• Description of the task
Rewrite everything from the line containing "Objective — a point for each instance of the woman's face" down to the end of the records, both ends included and the requests kept, shifting every coordinate in the answers up by 76.

• Recorded data
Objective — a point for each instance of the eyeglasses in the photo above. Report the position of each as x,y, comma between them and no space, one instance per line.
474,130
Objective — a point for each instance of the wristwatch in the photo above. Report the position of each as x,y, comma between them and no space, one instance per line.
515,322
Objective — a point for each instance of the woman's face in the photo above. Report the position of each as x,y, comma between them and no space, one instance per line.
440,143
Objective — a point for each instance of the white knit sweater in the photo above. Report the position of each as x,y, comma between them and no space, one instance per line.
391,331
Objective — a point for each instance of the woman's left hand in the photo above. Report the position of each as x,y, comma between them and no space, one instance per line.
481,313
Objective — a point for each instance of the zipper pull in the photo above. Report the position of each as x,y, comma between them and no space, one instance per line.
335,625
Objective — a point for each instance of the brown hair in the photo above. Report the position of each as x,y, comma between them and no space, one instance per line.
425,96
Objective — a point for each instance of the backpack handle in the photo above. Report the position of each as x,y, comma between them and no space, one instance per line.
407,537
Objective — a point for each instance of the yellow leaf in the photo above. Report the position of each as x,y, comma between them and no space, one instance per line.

• Response
Objective — a point for each instance of the woman's face in the photo above. Report the position of each as x,y, comma between them and no space, one instance per line.
516,219
Objective — a point for each instance of the white knit sweater in the photo above. Report the position of each as x,y, comma between them and no space, one instance per line.
467,407
Objective — a point for each instance of the woman's left hand in the photo above. Report the position of each as x,y, comma between them and no space, one instance per line.
557,389
Objective — a point for each instance of the zipper pull in the photo above. Report the position of each as x,y, comma between them and no space, one instance per line.
411,701
Objective — a point for each instance of the brown hair in the photo above. Report the position of each as x,y, comma between them and no space, one instance per line.
501,172
Objective — a point for each instance of the backpack handle in the photo above. Report the position of each as x,y, comma between them and no space, one instance per line.
483,613
Objective — a point for each instance of the yellow leaf in the photo above. Report the position of each as x,y, comma between them and no space, one instance per line.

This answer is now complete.